Exercise instructions
An identical copy of the records below is the expected result.

--- Supplied material Enclosed Below ---

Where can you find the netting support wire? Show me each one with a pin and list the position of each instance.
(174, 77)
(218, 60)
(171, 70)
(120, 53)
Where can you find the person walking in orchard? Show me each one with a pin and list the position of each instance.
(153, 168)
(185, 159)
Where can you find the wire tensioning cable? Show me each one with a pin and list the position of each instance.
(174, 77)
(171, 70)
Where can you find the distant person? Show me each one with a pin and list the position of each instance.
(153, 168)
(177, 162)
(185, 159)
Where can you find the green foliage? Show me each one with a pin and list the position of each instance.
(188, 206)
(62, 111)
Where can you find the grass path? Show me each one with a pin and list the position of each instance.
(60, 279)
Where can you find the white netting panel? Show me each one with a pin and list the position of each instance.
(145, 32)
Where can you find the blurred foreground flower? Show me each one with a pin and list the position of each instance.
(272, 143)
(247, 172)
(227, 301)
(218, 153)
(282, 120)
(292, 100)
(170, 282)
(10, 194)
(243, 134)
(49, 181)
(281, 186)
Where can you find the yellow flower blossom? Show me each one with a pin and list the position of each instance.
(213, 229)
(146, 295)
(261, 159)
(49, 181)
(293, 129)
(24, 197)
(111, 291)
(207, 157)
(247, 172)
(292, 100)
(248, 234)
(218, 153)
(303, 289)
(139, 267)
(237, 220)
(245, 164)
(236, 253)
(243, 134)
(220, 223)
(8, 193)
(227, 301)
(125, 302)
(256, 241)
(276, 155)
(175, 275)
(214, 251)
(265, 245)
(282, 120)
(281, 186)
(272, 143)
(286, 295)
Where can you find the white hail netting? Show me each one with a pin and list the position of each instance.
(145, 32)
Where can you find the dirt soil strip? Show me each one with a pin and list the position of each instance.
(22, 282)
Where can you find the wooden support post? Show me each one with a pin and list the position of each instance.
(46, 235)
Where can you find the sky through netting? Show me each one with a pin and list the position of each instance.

--- End of Enclosed Supplied material ---

Exercise response
Where can you find the netting support wire? Show me each one with a pin and list the position of each instance.
(174, 77)
(218, 60)
(171, 70)
(120, 53)
Where can you find the person walking in orchard? Show me each one with a pin and list the position of each instance.
(153, 168)
(185, 159)
Where can you find the wire tensioning cable? Show me each one with a pin and list the position of each instance.
(174, 77)
(171, 70)
Where can you find the distant person? Show me each one with a pin and list the position of each instance.
(153, 168)
(177, 162)
(185, 159)
Where can you find the green foliage? Show me each one with a pin and list the position of each instance.
(188, 206)
(62, 111)
Where can you find the grass path? Show me each one with a pin and list the position of each instance.
(60, 279)
Where can you find the white netting panel? Show me each one with a pin and list the position of each instance.
(145, 32)
Where can you find the blurred foreground flower? Show me each one with a pin and list the position of each instance.
(272, 143)
(247, 172)
(227, 301)
(218, 153)
(282, 120)
(292, 100)
(170, 282)
(10, 194)
(243, 134)
(49, 181)
(281, 186)
Where can you find the yellow flower blossom? Show me each one with a pin and list the position of each instance.
(213, 229)
(146, 295)
(261, 159)
(49, 181)
(293, 129)
(24, 197)
(111, 291)
(207, 157)
(247, 172)
(292, 100)
(248, 234)
(218, 153)
(303, 289)
(139, 267)
(237, 220)
(245, 164)
(236, 253)
(243, 134)
(220, 223)
(8, 193)
(227, 301)
(125, 302)
(256, 241)
(276, 155)
(175, 275)
(214, 251)
(265, 245)
(282, 120)
(281, 186)
(272, 143)
(286, 295)
Where can you find the white hail netting? Show me each one with a pin and list the position of each instance.
(145, 32)
Where can you find the dirt soil strip? Show me each one with a pin and list the position of each instance.
(22, 282)
Where can you find the wooden support post? Show me each one with a pin and list the position of each instance.
(46, 235)
Where can you find the sky through netting? Show me each one with a pin and list the position of each instance.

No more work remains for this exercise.